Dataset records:
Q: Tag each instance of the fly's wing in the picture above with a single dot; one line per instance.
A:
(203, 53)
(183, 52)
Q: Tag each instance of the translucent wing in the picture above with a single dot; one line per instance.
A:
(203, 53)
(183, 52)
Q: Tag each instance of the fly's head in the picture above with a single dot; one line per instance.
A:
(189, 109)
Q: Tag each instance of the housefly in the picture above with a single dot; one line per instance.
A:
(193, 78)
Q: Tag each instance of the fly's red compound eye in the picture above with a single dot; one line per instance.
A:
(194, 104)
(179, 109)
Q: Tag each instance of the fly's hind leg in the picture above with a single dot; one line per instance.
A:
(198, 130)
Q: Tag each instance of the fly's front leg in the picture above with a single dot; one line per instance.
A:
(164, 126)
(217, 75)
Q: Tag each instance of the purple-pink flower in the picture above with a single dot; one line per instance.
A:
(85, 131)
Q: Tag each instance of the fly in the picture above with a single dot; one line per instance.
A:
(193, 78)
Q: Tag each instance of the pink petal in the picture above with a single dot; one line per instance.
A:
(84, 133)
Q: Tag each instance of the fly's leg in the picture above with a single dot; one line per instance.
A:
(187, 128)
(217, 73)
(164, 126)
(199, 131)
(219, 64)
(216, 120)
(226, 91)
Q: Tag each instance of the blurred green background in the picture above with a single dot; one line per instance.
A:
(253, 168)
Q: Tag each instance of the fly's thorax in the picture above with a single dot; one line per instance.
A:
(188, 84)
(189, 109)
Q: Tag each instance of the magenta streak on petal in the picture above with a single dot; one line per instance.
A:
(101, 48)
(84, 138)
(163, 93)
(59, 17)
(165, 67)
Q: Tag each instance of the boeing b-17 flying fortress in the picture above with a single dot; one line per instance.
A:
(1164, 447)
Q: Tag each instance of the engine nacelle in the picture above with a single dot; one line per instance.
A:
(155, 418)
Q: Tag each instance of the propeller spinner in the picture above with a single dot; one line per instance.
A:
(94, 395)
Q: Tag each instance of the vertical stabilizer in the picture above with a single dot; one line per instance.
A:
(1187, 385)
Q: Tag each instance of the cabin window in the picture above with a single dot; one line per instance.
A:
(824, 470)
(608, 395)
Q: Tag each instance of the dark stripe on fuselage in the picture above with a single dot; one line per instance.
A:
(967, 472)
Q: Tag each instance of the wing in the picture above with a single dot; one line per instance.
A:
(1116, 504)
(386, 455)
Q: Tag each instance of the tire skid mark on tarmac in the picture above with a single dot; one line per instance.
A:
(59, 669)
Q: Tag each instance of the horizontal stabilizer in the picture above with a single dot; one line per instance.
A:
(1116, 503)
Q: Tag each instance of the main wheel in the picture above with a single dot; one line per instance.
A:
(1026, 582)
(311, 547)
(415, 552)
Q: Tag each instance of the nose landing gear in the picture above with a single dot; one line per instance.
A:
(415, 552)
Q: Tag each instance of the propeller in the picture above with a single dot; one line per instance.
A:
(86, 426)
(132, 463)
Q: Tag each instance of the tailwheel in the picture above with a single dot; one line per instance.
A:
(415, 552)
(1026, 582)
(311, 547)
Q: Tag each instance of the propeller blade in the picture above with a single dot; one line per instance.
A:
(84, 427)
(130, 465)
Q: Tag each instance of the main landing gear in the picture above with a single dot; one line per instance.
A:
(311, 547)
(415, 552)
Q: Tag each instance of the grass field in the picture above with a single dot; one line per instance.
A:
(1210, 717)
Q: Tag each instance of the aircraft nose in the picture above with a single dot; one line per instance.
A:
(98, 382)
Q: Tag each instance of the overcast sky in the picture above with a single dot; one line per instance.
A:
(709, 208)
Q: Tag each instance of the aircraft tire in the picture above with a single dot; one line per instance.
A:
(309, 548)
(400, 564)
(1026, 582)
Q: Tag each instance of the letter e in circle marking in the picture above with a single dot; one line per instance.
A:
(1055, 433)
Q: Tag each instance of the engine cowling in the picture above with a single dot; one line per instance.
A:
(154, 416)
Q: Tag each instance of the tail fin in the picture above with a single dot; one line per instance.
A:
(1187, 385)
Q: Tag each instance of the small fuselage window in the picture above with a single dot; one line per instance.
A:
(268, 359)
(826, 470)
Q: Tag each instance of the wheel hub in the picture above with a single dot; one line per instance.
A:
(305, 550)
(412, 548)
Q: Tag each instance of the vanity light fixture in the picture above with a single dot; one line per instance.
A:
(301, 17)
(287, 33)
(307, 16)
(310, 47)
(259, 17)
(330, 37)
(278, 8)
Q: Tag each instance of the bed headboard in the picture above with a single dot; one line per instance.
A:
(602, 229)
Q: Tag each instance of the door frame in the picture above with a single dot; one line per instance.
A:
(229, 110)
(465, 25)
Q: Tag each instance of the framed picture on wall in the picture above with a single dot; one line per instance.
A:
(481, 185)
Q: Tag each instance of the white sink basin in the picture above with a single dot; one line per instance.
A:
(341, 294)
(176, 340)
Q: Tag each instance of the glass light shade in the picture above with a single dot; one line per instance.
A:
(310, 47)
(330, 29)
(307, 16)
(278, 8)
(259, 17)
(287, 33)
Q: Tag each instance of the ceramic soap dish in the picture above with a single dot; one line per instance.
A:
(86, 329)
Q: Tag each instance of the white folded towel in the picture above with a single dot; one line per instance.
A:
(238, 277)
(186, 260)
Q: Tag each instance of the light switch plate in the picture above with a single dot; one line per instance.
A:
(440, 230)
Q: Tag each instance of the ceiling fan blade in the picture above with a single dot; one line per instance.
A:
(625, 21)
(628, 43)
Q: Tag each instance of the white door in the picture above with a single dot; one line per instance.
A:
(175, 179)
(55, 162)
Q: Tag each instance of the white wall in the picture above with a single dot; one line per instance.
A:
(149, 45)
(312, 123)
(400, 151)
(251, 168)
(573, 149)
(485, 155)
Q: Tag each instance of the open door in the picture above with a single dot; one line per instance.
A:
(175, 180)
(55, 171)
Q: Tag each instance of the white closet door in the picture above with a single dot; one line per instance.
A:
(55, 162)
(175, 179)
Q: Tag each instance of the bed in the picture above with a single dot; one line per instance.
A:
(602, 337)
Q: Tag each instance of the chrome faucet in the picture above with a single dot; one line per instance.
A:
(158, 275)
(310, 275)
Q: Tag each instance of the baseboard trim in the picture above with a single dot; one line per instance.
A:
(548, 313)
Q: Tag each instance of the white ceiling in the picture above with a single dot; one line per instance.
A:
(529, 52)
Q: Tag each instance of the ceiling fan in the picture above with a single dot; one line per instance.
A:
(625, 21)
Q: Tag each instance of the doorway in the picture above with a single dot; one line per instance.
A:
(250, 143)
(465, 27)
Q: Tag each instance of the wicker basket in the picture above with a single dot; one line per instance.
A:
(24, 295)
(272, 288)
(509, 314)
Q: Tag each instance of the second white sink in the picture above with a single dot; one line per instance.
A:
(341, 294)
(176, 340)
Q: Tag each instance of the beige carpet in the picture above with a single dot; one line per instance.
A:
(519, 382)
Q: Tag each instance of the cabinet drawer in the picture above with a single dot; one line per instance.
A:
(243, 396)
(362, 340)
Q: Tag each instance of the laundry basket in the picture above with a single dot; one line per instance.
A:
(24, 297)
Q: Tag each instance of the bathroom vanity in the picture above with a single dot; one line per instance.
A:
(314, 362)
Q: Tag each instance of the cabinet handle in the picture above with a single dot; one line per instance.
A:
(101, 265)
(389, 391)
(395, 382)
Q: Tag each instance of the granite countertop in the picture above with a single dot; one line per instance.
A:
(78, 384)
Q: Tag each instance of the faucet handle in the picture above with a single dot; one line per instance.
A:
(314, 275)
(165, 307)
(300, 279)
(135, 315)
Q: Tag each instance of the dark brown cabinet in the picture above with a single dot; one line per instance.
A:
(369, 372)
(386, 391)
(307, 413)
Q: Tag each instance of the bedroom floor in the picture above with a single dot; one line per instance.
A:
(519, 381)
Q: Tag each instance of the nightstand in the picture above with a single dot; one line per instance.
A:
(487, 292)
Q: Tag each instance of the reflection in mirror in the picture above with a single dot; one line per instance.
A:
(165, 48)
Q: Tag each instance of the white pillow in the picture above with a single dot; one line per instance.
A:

TASK ->
Copy all lines from the data that hold the word "white".

EXERCISE RESULT ->
Q: Tag each instance of the white sink basin in the picture above with a single dot; one line per instance.
Q: Tag each instance of the white folded towel in the picture above with a single dot; one line per instance.
Q: Tag each instance of the white door in the picture above with a single dot; one line per instance.
Q: Tag each instance of the white wall in the picture above with a single dot; one line per instance.
Q: Tag each instance of the white closet door in the picture above with a single dot; one line per instance.
Q: Tag each instance of the white ceiling in the picture above with a single dot; one line per instance.
Q: Tag each instance of the second white sink in the picture above with a single dot; one line per instance.
Q: Tag each instance of the white pillow in the picture above with a single dot; one line per instance.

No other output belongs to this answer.